* Given passage

____________

US Treasury yields continued to move higher across the curve, rising by 7bp. The 2Y yield is again back at the 4% mark after having gone as low as 4.80% amid the banking stress last week. The Federal Reserve released its Financial Stability Report highlighting concerns over credit tightening and financial stress in the system. It said this could “drive up the cost of funding for businesses and households, potentially resulting in a slowdown in economic activity”. Regarding domestic banks, it said that there is ample liquidity. 

The peak Fed Funds Rate was up 1bp to 5.09% and markets expects no change in policy rates at the Fed’s June meeting. The overall market was rangebound yesterday with the S&P and Nasdaq up 0.1% and 0.2% respectively. Also, US IG and HY CDS spreads were wider by 0.8bp and 2.7bp respectively.

European equity markets ended marginally higher with UK markets being closed. European CDS markets were closed yesterday. Asia ex-Japan CDS spreads also tightened by 0.8bp. Asian equity markets have opened broadly in the green today.


New Bond Issues

  • Eximbank China $ 3Y at T+75bp area
  • Bayfront Infrastructure $ 3Y at T+70bp area

New Bond Issues 9 May 23

T-Mobile raised $3.5bn via a three-tranche deal. It raised:

  • $900mn via a 5Y bond at a yield of 4.848%, 20bp inside initial guidance of T+155bp area. The new bonds are priced 8.2bp tighter to its existing 4.75% 2028s that yield 4.93%
  • $1.35bn via a tap on its 5.05% 2033s at a yield of 5.237% (computed using UST 10Y on 8 May 2023), 22bp inside initial guidance of T+195bp area.

____________

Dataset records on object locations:

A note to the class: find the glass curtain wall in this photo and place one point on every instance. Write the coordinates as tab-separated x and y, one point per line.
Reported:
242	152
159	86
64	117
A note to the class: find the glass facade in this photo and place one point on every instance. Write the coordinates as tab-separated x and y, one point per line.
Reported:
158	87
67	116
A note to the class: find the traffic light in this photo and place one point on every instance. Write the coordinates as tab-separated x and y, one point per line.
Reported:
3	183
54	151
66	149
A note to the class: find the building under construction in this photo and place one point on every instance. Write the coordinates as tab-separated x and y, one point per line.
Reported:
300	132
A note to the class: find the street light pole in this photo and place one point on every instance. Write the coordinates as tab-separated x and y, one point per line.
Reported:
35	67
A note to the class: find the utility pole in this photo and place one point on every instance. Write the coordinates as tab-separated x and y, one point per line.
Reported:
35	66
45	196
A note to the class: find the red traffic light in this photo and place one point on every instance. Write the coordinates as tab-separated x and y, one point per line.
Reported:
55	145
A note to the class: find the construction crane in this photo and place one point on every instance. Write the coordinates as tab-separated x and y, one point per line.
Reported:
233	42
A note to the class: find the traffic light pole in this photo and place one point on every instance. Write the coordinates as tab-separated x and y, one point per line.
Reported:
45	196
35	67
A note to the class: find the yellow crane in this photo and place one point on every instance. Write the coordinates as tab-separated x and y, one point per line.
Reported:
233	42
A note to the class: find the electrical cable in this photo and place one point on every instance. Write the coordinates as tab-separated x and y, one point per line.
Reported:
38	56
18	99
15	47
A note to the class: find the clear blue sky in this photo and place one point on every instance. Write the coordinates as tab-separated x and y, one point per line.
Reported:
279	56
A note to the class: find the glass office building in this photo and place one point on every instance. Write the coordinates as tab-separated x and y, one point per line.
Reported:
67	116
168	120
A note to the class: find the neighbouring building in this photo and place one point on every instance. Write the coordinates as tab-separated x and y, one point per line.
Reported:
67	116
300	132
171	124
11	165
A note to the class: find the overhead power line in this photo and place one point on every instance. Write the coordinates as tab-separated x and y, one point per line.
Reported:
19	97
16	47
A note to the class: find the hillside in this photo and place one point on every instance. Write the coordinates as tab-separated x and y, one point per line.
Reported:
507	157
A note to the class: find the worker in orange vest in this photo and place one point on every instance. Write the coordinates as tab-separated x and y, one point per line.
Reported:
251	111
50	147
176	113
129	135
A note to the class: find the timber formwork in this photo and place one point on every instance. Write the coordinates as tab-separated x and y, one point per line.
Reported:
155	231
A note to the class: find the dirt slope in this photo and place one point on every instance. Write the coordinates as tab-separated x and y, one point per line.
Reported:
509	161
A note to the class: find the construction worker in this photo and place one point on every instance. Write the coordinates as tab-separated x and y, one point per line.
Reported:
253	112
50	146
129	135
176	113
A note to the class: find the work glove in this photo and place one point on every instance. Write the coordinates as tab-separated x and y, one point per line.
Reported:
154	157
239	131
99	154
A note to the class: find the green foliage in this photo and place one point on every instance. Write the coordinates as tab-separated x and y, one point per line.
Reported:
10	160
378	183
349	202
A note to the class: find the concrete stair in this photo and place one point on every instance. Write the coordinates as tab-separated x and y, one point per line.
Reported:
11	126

____________

* Goals
**A)** According to the market commentary, how much did T-Mobile raise in total through its three-tranche deal?
**B)** Resume the market commentary from the point where it stops, keeping its style.

* Answers to the problems
**A)** $3.5bn

**B)**
  • $1.25bn via a 30Y bond at a yield of 5.779%, 25bp inside initial guidance of T+220bp area.

The bonds have expected ratings of Baa2/BBB-/BBB+. Proceeds will be used for general corporate purposes, which may include share repurchases and refinancing of existing debt. The notes will be settled on 11 May 2023.

Apple raised $5.25bn via a five-trancher. Details are given in the table below:

The bonds have expected ratings of Aaa/AA+. Proceeds will be used for general corporate purposes, including stock buybacks and payment of dividends, funding for working capital, capital expenditures, acquisitions and debt repayment. The new 5Y notes were priced at a new issue premium of 7.3bp, compared to its existing 1.4% 2028s that yield 3.97%. The new 7Y notes were priced at a new issue premium of 6.5bp, compared to its existing 1.25% 2030s that yield 4.13%.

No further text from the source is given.